* Required work
Answer these questions using the text on growing peanuts below:
1. How deep should the peanuts be planted?
2. How many pods can a single plant produce?
3. Which states grow organic peanuts on a commercial scale?

#### Selection

You can grow your own peanuts. Buy raw (unroasted) peanuts in the shell. Carefully take out the peanuts, doing your best to keep the skin intact. Plant an inch and a half deep in well drained sandy soil, to which you have added fertilizer and a legume innoculant. The plants will grow to one or one and a half feet tall. Don’t fertilize later in the season, and don’t overwater. The flowers are borne on shoots called pegs which then grow down into the soil and form the peanuts. When the leaves start to yellow, stop watering. Harvest at first frost. Pull up the entire plant and hang it up until the shells are dry. A single plant will produce 40 or more pods. For more complete instructions, see Painless Botany Lesson: Growing Peanuts.

I'm sure that peanut production is affected by the fact that many public schools now ban peanut products, due to the increasing numbers of children with peanut allergies. According to a Feb. 2007 news release from New Mexico State University, while commercial peanut production across the U.S. fell 29% during 2006 and “the planted area – 1.24 million acres – is the lowest in the United States since 1915” the organic peanut market is growing. New Mexico, Texas, and Georgia are the only states so far that are growing organic peanuts on a commercial scale.

########
#### Data supplied

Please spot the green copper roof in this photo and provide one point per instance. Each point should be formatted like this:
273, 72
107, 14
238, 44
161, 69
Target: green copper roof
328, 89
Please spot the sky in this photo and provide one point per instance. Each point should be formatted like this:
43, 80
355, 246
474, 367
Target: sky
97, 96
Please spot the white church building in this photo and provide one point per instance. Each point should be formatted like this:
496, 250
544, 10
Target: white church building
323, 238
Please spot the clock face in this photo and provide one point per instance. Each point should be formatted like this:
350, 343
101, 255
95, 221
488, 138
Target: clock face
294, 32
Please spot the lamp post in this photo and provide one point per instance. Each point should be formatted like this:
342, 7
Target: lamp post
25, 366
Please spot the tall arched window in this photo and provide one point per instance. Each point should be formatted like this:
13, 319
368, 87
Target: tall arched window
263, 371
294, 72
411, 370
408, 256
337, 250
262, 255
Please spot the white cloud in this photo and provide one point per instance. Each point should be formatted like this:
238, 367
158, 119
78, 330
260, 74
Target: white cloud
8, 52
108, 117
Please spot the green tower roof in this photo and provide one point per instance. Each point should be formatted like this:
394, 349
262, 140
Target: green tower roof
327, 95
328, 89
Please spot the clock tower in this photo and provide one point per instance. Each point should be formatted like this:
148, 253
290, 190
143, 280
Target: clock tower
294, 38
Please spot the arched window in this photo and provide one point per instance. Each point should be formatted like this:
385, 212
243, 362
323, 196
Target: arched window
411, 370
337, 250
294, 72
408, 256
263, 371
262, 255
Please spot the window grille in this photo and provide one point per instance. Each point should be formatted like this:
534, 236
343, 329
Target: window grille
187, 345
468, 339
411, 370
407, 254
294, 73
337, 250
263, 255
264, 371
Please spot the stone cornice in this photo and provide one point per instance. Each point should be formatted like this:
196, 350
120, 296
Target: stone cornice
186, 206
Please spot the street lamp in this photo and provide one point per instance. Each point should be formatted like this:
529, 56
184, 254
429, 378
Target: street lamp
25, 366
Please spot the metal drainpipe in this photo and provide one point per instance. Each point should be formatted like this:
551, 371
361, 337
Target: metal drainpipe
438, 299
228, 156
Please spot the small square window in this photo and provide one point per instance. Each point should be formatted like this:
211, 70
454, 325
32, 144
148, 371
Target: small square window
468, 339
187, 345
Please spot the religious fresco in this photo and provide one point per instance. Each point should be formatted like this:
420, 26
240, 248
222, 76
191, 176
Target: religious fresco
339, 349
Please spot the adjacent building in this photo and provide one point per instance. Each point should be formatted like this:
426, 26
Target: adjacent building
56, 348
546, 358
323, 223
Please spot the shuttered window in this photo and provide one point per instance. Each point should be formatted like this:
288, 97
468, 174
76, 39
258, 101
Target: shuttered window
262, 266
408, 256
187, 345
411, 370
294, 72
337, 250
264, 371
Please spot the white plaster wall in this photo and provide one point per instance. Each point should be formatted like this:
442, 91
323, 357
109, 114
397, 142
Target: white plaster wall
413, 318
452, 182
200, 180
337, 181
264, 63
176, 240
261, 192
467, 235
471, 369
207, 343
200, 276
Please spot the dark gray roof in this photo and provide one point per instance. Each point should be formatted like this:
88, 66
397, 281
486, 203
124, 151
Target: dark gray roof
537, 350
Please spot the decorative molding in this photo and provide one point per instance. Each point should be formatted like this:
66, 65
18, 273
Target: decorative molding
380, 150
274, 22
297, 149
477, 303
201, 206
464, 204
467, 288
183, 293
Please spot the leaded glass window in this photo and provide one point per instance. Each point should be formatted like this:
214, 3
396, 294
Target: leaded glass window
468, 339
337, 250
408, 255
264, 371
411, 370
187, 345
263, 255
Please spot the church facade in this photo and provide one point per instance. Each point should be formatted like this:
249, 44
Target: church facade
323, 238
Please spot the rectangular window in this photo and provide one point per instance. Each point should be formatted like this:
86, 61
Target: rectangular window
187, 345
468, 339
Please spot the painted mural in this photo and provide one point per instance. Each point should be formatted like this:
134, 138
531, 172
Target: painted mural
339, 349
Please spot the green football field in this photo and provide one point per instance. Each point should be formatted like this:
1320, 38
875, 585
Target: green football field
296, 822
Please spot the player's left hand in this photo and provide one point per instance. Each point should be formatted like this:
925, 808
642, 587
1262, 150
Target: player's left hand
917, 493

########

* The result
1. An inch and a half deep.
2. 40 or more pods.
3. New Mexico, Texas, and Georgia.